Please pull out every line of the material that contains the word "dark" and copy each one.
==============================
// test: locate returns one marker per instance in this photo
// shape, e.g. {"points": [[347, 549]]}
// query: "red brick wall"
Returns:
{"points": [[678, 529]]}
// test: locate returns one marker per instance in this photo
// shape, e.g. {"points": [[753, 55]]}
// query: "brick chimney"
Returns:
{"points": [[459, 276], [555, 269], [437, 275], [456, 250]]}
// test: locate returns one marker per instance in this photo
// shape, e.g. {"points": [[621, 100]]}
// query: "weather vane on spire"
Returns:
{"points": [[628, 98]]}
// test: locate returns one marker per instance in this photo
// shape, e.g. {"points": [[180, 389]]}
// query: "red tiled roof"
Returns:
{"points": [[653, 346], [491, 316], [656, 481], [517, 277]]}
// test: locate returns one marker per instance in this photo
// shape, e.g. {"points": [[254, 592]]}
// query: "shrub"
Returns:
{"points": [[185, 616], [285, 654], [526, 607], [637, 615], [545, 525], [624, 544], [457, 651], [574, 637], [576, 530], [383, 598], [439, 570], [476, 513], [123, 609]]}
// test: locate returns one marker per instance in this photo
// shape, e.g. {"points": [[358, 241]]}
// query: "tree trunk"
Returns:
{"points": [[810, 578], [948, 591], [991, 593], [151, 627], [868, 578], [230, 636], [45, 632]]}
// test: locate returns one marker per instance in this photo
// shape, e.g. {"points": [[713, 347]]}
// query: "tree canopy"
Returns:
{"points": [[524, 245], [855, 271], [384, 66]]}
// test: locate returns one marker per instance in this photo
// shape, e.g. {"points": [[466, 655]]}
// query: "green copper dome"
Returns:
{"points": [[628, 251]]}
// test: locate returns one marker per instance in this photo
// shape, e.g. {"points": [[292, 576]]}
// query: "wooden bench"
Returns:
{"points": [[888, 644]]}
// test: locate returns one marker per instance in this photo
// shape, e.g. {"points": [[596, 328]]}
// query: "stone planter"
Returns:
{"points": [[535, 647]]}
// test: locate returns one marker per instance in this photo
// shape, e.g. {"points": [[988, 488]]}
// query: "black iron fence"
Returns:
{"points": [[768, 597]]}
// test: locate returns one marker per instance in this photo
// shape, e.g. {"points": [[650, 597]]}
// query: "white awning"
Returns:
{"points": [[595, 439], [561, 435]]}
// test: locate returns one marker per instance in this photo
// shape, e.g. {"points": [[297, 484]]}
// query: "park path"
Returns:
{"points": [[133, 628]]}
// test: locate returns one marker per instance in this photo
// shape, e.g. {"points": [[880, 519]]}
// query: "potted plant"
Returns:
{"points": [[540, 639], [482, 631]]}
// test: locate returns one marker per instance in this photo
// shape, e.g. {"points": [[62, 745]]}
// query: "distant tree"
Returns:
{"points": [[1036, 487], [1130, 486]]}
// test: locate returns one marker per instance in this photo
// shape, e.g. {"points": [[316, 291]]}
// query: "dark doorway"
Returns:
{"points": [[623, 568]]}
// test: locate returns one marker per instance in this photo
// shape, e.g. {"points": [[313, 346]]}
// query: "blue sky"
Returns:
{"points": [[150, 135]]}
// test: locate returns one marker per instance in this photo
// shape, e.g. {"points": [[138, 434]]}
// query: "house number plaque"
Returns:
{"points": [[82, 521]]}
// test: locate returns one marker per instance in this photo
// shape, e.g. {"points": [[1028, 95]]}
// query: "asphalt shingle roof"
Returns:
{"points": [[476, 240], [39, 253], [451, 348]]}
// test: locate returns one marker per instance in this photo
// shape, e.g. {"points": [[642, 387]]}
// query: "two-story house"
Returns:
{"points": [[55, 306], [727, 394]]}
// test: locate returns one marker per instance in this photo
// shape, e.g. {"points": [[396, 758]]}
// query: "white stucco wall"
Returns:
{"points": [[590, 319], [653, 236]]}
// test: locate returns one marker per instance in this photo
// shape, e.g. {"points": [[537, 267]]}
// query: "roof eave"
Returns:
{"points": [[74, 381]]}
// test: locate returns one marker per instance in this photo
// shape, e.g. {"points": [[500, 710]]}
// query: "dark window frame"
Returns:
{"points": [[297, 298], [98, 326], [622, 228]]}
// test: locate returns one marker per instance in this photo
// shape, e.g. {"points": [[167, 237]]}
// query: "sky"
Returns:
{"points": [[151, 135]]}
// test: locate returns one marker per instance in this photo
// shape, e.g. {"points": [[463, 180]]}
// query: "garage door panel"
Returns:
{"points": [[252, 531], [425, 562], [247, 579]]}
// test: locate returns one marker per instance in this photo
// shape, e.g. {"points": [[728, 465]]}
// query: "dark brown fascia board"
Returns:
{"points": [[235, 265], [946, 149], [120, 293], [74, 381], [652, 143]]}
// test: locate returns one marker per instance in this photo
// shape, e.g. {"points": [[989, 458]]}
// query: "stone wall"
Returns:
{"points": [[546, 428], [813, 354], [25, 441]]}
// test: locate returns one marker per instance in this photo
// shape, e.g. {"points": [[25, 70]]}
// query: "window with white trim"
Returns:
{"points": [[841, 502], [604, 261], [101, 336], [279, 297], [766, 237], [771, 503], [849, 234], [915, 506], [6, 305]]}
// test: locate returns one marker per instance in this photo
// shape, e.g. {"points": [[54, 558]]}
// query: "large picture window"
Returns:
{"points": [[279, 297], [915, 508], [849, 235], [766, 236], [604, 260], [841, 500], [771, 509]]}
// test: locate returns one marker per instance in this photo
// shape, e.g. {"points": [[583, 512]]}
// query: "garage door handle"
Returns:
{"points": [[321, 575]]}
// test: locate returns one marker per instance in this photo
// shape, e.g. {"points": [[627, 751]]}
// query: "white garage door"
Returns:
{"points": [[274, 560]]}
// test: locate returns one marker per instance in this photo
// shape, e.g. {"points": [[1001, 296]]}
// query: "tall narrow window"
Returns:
==============================
#### [FULL RESPONSE]
// query: "dark doorway"
// query: "dark window frame"
// query: "dark brown fascia board"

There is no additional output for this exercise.